■ Your instructions
Each line should be copied exactly.

Entries from a point annotation set:
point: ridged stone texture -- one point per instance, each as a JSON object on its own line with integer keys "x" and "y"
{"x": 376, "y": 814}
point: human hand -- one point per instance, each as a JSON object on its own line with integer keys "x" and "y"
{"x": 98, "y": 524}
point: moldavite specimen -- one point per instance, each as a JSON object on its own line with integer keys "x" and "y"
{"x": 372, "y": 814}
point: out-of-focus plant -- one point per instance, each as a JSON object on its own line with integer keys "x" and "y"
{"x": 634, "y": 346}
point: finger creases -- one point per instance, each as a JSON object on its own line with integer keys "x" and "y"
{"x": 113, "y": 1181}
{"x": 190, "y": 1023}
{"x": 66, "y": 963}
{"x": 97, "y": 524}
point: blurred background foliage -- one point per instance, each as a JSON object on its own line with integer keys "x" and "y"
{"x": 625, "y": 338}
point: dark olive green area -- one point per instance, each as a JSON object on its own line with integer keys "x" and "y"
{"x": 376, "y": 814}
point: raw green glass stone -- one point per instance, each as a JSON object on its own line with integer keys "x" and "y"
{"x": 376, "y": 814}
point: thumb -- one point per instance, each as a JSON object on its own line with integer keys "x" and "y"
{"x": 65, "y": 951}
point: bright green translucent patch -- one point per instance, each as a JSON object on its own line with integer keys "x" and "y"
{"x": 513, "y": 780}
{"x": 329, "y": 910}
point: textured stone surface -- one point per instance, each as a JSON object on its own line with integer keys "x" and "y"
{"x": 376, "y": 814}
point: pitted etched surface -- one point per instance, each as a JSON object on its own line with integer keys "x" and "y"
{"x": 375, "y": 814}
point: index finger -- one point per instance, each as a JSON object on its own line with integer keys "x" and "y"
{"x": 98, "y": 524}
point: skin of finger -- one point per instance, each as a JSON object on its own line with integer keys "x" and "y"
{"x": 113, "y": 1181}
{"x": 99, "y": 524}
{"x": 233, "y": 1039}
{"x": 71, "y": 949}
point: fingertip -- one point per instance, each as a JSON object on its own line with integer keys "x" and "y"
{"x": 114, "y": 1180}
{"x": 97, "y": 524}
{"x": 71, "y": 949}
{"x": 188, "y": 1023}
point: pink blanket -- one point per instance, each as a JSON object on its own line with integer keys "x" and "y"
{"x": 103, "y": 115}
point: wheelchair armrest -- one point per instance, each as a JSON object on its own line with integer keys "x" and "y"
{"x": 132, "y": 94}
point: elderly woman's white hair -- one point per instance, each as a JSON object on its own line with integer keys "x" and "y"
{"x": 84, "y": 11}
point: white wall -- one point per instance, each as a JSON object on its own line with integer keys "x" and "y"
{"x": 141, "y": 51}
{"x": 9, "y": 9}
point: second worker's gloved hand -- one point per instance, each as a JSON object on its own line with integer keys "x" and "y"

■ The output
point: ridged stone texture -- one point per instance, each as a JSON object on its own line with integer keys "x" and "y"
{"x": 376, "y": 814}
point: human hand -- one point per instance, each as a JSON object on its own line with integer keys "x" and "y"
{"x": 98, "y": 524}
point: moldavite specimen -- one point per instance, each as a JSON object on its own line with integer keys "x" and "y"
{"x": 372, "y": 814}
point: out-of-focus plant -- one point per instance, each as a JSON object on its own line with integer keys "x" and "y"
{"x": 634, "y": 346}
point: finger creases -- one point per instance, each as a JSON object on its own line with integer keys "x" and "y"
{"x": 113, "y": 1181}
{"x": 190, "y": 1023}
{"x": 66, "y": 963}
{"x": 97, "y": 524}
point: blurred background foliage -- one point per instance, each as a JSON object on its own line with integer keys "x" and "y"
{"x": 625, "y": 338}
point: dark olive green area -- one point per instance, each as a JSON object on its own line with integer keys "x" and "y"
{"x": 376, "y": 814}
point: raw green glass stone -- one point per instance, each as a JSON object on its own line with integer keys "x" and "y"
{"x": 376, "y": 814}
point: thumb -- one point per instance, each as a JSON object on its own line with integer keys "x" and "y"
{"x": 65, "y": 951}
point: bright green translucent patch -- one point per instance, each as a JSON object on its own line with integer keys "x" and "y"
{"x": 513, "y": 780}
{"x": 329, "y": 910}
point: textured stone surface -- one point per instance, each as a JSON object on its own line with integer keys "x" and "y"
{"x": 376, "y": 814}
point: pitted etched surface -- one point per instance, each as a JSON object on its own line with integer keys "x" and "y"
{"x": 375, "y": 814}
point: index finger -- one point per instance, each as a JSON object on its own line with integer keys "x" and "y"
{"x": 98, "y": 524}
point: skin of finger -- one point per instance, each as a JSON object on its own line with integer keys "x" and "y"
{"x": 113, "y": 1181}
{"x": 99, "y": 524}
{"x": 233, "y": 1039}
{"x": 71, "y": 949}
point: fingertip -- one point per instance, each as a JSON object on its own line with integer keys "x" and "y"
{"x": 114, "y": 1180}
{"x": 97, "y": 524}
{"x": 71, "y": 949}
{"x": 188, "y": 1023}
point: pink blanket -- one point per instance, each as a JSON object on its own line with integer keys "x" and "y"
{"x": 103, "y": 115}
point: wheelchair armrest -- one point per instance, each as a JSON object on its own line with integer keys "x" and "y"
{"x": 132, "y": 94}
point: elderly woman's white hair -- one point per instance, each as a JSON object on its own line with integer keys "x" and "y"
{"x": 84, "y": 11}
point: white wall -- one point per instance, each as a JSON object on its own line with integer keys "x" and "y"
{"x": 141, "y": 51}
{"x": 9, "y": 9}
point: second worker's gloved hand -- one point per instance, each as a JSON object on its own line with integer keys "x" and "y"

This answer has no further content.